§ **Source text**:
--- --- ---
The 2017 Liga 1, also known as Go-Jek Traveloka Liga 1 for sponsorship reasons, was the inaugural season of Liga 1 under its current name and the eighth season of the top-flight Indonesian professional league for association football clubs since its establishment in 2008. The season started on 15 April 2017 and ended on 12 November 2017. Fixtures for the 2017 season were announced on 11 April 2017.

2014 Indonesia Super League winners Persib were the defending champions, as the 2015 Indonesia Super League was abandoned midway due to FIFA suspension while the 2016 Indonesia Soccer Championship A was not counted as an official league.

Bhayangkara won their first Liga 1 title with one match to spare.

The season was marred by the death of Persela goalkeeper Choirul Huda.

Overview

Referees

In December 2016, PSSI and the league operator planned to use foreign referees for the 2017 competition. The use of foreign referee was intended to improve the quality of the competition. However, two weeks before the league starts, this plan was cancelled.
--- --- ---
§ **Stated problem A**: Please copy the listing from its start up to and including the line with "391], [694, 123]]", keeping every line, the requests included, but shift each keypoint coordinate in the answers up by 107. Leave the sample coordinates in the requests unchanged, and omit the pictures from your copy.

Dataset records on where objects are located:
--- --- ---
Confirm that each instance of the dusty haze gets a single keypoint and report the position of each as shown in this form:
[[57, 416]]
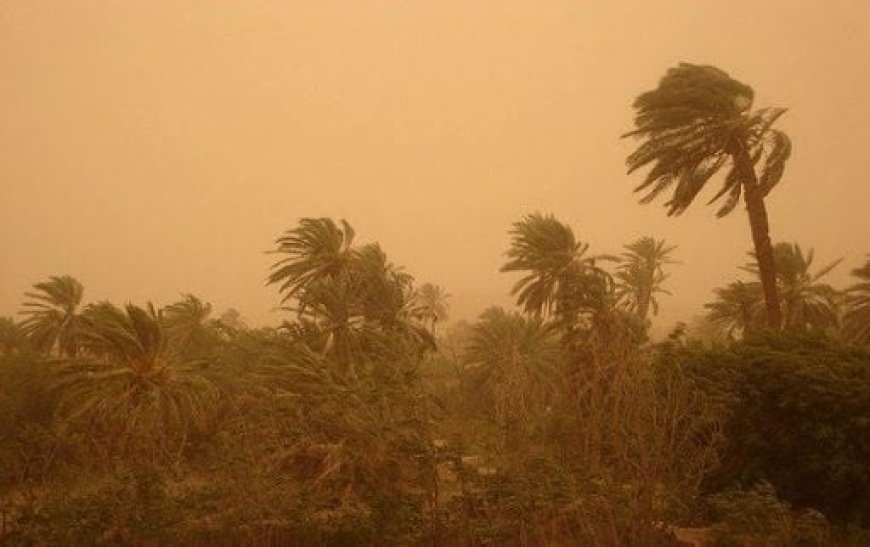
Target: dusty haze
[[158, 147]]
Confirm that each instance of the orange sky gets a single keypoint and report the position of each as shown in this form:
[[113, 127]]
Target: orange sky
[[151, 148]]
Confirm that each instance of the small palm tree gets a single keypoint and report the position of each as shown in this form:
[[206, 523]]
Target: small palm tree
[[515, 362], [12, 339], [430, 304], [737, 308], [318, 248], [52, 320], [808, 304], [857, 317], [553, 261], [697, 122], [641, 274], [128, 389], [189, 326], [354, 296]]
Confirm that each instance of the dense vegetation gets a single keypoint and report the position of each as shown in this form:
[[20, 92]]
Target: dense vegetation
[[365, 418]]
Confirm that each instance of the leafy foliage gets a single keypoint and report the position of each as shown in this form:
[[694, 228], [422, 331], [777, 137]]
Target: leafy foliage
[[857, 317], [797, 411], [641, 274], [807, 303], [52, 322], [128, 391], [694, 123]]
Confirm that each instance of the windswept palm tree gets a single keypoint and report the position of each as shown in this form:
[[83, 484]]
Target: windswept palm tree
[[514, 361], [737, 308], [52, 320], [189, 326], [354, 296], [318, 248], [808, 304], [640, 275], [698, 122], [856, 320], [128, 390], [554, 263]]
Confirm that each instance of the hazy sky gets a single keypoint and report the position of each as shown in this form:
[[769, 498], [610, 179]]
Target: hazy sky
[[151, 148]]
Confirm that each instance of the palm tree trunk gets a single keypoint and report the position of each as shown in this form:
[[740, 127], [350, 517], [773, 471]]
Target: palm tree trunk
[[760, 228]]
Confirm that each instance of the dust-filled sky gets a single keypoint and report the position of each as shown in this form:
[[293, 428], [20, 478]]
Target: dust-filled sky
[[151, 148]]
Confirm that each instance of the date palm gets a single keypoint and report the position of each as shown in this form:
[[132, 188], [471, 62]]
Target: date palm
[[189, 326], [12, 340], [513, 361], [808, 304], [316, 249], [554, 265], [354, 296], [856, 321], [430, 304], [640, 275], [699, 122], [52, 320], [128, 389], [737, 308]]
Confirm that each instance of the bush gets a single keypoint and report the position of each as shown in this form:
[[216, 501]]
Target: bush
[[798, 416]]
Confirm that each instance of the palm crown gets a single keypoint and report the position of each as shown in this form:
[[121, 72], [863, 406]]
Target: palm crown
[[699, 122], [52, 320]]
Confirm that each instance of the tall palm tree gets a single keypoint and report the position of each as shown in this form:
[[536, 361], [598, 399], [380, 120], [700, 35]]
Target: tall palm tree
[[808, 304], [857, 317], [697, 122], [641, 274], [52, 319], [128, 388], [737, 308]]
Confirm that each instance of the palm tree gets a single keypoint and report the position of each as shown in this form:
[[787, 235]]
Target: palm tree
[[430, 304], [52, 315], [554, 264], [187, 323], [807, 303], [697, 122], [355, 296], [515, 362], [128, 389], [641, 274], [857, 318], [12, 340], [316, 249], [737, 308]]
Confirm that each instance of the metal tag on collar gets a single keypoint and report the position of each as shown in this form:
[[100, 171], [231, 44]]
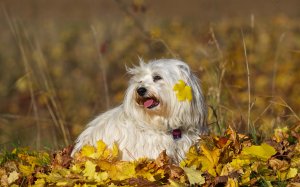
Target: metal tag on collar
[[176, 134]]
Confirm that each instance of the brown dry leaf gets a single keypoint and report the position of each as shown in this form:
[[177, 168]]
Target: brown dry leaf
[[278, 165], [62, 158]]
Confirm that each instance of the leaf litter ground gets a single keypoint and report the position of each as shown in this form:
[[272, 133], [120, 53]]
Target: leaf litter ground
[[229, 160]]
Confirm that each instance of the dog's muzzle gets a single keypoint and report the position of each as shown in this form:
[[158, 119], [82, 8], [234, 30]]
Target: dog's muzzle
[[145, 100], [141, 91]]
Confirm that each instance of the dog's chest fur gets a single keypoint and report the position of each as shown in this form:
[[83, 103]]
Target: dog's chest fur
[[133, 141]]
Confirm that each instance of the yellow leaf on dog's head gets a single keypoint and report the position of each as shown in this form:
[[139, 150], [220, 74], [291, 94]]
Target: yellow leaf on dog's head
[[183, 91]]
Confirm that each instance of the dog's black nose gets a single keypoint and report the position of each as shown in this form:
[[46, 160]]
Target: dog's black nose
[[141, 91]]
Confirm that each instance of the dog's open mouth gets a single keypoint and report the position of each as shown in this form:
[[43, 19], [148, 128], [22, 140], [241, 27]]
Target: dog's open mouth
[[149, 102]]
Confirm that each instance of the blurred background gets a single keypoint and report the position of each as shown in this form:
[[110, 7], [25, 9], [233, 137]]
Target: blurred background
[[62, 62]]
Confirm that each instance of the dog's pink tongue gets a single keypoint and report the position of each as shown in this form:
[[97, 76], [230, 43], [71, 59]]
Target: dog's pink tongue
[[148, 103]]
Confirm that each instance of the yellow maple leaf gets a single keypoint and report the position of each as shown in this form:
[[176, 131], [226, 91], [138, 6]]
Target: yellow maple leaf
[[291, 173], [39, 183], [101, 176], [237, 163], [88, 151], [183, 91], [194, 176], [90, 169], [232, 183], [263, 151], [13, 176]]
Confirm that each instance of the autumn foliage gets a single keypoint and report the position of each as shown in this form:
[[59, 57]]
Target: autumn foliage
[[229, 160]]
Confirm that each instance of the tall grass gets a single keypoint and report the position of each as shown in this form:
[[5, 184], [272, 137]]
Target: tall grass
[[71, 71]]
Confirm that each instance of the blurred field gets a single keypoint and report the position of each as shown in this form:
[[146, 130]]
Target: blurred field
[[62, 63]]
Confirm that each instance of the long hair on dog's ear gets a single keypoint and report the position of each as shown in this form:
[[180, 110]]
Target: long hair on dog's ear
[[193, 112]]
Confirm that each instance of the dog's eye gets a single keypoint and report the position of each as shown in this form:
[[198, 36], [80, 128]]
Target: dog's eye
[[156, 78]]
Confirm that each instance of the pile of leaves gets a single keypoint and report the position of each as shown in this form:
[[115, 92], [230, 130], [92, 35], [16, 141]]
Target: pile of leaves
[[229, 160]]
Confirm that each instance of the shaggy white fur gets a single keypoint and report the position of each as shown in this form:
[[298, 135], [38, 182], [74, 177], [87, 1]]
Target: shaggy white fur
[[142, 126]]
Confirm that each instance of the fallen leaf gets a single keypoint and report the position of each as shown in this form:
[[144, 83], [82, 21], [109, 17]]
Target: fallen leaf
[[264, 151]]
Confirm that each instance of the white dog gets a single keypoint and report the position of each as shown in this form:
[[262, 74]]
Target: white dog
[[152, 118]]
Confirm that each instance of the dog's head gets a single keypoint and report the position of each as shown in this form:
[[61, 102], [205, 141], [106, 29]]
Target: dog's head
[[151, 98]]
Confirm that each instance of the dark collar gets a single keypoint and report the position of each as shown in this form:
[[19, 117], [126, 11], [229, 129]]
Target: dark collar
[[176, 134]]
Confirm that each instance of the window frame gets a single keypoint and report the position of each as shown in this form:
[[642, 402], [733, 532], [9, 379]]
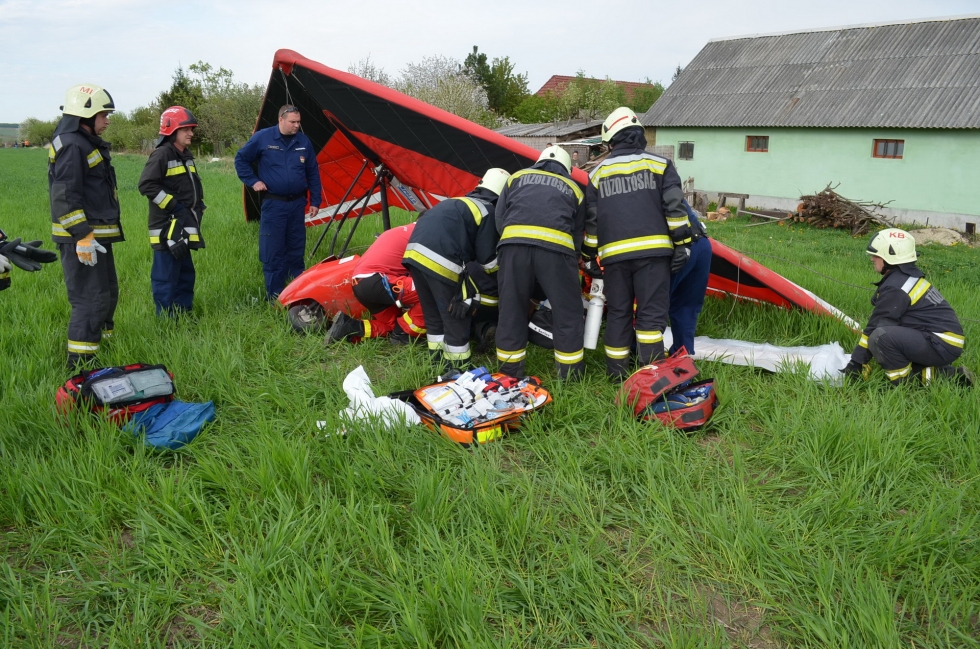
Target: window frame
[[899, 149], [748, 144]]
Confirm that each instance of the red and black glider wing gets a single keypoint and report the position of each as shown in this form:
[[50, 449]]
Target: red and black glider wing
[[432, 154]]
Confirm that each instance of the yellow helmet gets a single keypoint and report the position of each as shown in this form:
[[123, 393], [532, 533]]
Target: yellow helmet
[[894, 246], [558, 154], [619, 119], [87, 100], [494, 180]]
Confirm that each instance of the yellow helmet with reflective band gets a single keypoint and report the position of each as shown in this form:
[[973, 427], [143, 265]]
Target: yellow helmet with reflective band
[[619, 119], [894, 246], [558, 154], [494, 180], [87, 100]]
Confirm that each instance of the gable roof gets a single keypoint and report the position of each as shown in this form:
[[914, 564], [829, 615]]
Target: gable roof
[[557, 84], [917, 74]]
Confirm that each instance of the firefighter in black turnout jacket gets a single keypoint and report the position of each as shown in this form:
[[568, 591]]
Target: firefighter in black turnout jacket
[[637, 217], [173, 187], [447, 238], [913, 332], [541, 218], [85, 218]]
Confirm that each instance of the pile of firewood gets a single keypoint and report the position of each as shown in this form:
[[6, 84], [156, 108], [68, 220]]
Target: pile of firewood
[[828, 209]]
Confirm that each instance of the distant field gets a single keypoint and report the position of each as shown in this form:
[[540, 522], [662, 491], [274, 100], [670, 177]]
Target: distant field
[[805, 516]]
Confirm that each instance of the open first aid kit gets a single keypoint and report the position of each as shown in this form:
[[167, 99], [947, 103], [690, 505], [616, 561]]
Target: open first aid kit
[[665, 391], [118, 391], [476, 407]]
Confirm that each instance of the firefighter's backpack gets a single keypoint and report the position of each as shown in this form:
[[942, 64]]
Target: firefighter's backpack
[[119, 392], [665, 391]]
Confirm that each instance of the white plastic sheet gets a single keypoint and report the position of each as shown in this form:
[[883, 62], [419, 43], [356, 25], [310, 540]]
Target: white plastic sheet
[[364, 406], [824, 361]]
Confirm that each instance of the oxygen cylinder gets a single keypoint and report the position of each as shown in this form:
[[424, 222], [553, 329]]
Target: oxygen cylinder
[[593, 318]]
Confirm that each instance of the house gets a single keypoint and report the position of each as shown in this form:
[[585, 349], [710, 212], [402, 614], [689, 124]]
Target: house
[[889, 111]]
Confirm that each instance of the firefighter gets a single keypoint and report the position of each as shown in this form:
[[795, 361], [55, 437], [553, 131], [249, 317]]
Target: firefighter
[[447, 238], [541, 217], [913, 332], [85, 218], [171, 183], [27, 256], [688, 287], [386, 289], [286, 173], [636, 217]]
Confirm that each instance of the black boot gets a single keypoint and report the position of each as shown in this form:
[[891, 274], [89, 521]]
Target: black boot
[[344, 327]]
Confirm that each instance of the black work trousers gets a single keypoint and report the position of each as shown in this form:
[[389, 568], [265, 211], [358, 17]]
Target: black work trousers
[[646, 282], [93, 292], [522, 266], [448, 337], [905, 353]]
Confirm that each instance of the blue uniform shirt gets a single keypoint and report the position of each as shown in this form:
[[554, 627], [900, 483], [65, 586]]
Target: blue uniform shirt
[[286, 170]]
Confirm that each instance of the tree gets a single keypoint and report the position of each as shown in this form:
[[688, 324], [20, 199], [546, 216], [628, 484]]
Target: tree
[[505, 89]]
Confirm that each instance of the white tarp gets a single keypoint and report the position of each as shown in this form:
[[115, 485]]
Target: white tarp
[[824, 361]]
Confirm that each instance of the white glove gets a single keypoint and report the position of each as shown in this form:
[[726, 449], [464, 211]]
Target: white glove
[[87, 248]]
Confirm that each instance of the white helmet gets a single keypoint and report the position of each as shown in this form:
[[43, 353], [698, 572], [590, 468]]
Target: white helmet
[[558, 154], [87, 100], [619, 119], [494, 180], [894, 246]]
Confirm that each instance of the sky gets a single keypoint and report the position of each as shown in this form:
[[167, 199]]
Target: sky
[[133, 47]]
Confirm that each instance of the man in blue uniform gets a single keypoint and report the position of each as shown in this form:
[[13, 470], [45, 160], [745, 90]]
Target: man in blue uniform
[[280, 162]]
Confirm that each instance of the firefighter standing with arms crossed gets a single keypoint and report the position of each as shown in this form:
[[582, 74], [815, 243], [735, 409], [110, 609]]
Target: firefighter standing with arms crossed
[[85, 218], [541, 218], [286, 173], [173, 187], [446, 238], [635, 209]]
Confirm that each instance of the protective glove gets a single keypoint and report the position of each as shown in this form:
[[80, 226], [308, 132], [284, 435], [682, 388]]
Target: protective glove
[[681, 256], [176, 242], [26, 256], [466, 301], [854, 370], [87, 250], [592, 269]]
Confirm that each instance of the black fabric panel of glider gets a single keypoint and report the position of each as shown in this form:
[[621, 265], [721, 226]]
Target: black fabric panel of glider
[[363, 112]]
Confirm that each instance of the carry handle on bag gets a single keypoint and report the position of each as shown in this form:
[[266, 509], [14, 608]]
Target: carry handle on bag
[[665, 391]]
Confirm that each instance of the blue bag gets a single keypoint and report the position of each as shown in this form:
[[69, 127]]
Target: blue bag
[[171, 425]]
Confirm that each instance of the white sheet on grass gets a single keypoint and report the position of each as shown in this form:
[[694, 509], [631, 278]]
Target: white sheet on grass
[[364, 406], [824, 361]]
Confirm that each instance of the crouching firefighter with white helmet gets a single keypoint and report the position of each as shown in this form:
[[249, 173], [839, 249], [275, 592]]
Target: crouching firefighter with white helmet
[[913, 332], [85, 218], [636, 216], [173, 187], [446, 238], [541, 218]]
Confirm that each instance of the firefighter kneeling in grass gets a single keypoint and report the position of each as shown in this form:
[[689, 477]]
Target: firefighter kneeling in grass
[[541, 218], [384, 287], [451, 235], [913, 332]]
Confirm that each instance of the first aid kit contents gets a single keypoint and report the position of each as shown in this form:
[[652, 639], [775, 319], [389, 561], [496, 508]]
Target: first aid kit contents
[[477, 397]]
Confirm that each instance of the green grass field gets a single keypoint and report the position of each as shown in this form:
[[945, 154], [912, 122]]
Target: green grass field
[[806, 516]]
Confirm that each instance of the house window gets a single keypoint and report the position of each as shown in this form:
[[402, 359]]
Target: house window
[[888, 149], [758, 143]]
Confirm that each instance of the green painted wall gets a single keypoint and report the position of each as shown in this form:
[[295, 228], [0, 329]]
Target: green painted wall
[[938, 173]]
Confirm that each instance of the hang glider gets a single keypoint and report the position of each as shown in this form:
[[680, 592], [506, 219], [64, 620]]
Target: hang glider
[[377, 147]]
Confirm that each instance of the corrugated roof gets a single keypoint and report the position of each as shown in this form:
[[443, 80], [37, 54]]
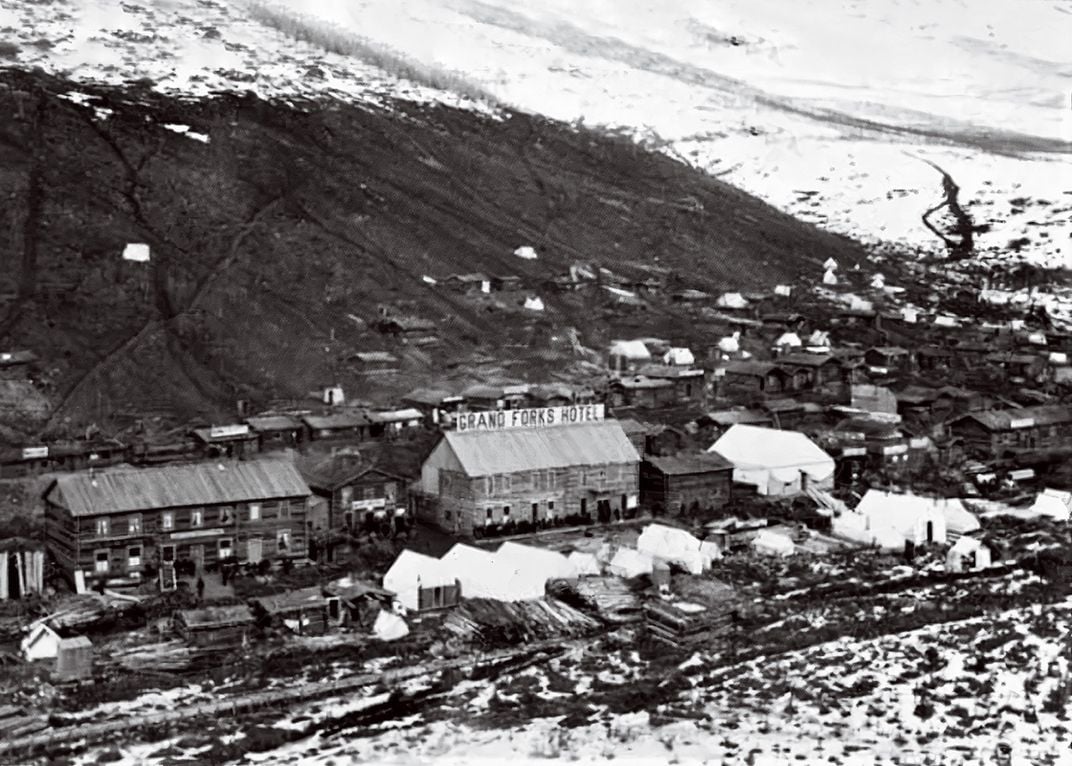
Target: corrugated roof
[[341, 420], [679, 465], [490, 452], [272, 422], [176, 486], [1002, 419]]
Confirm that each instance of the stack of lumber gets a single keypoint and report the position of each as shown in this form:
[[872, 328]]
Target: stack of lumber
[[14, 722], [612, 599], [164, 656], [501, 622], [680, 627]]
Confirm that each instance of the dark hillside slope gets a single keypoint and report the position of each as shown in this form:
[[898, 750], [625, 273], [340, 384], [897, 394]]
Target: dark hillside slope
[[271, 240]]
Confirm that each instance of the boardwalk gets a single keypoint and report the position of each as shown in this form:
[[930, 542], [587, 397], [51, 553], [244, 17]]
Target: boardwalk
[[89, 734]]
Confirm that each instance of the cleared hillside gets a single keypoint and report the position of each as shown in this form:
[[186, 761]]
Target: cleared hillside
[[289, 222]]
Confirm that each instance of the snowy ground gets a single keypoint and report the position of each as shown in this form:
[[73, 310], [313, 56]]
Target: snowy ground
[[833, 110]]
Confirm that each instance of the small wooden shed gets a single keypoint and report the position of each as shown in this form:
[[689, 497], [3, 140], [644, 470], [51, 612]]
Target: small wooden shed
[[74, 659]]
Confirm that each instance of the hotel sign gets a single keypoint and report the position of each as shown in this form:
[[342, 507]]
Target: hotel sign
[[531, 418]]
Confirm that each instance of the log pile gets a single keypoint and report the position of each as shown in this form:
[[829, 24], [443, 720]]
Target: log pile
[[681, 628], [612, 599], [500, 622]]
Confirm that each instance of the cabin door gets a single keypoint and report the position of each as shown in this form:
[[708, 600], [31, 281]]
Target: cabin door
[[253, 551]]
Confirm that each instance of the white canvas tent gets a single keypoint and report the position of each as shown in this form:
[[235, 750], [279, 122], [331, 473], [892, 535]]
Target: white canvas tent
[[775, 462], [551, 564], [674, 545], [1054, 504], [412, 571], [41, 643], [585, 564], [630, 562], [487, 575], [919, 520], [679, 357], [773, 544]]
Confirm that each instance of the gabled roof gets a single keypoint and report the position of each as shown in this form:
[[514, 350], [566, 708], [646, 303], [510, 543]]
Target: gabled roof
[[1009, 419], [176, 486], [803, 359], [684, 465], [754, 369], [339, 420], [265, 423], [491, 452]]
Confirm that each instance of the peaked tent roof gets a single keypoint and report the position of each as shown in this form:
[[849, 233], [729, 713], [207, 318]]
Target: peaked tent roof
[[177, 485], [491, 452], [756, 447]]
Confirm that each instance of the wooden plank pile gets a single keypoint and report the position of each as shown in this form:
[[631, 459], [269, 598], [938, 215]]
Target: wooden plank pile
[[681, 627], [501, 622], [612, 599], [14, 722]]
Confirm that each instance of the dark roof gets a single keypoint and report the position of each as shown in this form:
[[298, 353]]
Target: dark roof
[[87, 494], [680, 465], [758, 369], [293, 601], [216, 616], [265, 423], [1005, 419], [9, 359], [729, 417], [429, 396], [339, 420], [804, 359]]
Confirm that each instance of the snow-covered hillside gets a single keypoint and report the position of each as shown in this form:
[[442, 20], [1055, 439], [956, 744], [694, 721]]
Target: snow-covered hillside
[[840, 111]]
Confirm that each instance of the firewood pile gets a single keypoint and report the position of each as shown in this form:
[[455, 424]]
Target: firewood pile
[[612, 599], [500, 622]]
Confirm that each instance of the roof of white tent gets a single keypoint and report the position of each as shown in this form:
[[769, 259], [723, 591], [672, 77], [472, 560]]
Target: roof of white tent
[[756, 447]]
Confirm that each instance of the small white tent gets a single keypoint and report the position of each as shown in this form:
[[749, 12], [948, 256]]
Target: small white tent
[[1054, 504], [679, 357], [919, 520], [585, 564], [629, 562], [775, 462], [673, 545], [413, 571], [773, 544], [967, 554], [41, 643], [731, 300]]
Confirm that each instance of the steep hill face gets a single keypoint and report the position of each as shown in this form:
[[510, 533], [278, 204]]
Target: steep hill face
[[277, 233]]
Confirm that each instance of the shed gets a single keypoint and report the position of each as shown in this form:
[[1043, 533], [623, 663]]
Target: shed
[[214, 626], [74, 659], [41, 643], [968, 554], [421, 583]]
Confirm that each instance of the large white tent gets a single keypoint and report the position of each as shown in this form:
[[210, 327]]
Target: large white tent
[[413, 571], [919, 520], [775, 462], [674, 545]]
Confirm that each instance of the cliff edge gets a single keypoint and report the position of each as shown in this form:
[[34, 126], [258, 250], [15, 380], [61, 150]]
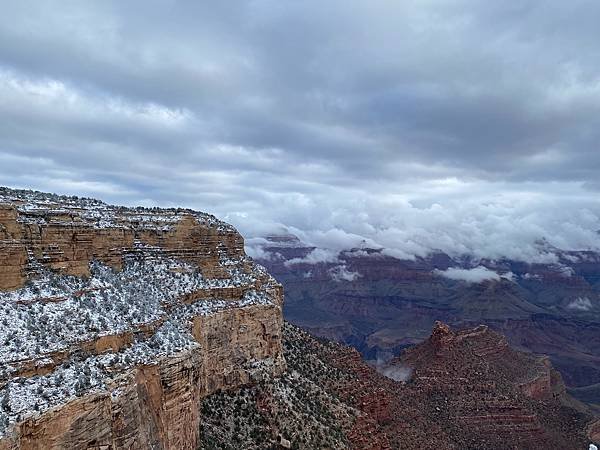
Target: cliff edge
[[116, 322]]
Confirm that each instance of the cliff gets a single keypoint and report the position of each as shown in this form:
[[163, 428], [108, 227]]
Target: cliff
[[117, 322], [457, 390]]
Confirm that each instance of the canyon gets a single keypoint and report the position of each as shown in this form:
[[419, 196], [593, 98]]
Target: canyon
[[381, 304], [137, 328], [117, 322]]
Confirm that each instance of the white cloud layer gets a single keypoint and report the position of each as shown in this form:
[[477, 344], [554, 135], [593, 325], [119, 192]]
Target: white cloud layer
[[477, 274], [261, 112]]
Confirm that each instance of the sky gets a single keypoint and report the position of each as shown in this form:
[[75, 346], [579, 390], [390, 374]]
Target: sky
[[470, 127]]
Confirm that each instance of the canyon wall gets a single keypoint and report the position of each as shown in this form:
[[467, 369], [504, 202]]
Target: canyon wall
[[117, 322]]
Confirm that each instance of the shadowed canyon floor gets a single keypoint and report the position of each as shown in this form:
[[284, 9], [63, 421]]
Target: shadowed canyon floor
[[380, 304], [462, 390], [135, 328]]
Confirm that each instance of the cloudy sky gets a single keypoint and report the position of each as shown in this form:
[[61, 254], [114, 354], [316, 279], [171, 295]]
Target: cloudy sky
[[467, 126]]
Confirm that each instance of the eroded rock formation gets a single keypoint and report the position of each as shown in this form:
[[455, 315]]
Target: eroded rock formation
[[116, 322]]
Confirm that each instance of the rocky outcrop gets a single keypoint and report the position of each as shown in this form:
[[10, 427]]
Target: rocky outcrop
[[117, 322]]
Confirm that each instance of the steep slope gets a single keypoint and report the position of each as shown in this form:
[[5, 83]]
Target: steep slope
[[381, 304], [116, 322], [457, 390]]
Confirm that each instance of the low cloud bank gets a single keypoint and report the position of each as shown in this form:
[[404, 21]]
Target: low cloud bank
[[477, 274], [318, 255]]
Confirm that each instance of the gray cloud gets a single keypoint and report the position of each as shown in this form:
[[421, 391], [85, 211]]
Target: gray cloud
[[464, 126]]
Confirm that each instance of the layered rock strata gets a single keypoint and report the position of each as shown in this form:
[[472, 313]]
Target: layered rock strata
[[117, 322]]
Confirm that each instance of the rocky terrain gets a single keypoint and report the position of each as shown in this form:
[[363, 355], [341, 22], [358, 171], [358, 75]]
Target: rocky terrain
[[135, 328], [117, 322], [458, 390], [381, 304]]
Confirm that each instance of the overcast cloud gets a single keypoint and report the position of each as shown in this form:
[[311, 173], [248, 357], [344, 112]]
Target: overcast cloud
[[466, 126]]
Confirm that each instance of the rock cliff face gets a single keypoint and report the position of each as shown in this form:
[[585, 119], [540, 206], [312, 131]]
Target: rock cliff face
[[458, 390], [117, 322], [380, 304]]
--- --- ---
§ **Stated problem B**: According to the 2017 Liga 1 text, on what date were fixtures for the season announced?

§ **Full response A**:
Confirm that each instance of the dusty haze gets a single keypoint and report the position of each as shown in this form:
[[57, 416]]
Target: dusty haze
[[265, 254]]
Confirm that each instance of the orange sky gets a single keypoint and report the position of each as shown in this form:
[[113, 127]]
Target: orange sky
[[258, 255]]
Confirm that each instance of the small palm tree gets a single keypoint and report the position of each as shown in this form:
[[206, 523]]
Target: small palm tree
[[622, 469], [119, 446], [537, 411], [844, 415], [425, 355], [159, 427], [915, 411], [964, 424], [660, 368], [804, 229], [748, 381], [235, 496], [296, 433], [461, 403]]
Confirm that each instance of the dense vegetation gets a single keypoint and report the position of each as shown in this form:
[[20, 92]]
Target: dense vegetation
[[472, 525]]
Confirm that each instance of the leafy foliage gets a single keypoint and report the position of each as shown in this form:
[[694, 228], [422, 331], [777, 137]]
Target: leafy foliage
[[964, 424], [904, 518], [748, 381], [914, 410], [159, 429], [235, 498], [801, 230]]

§ **Full response B**: 11 April 2017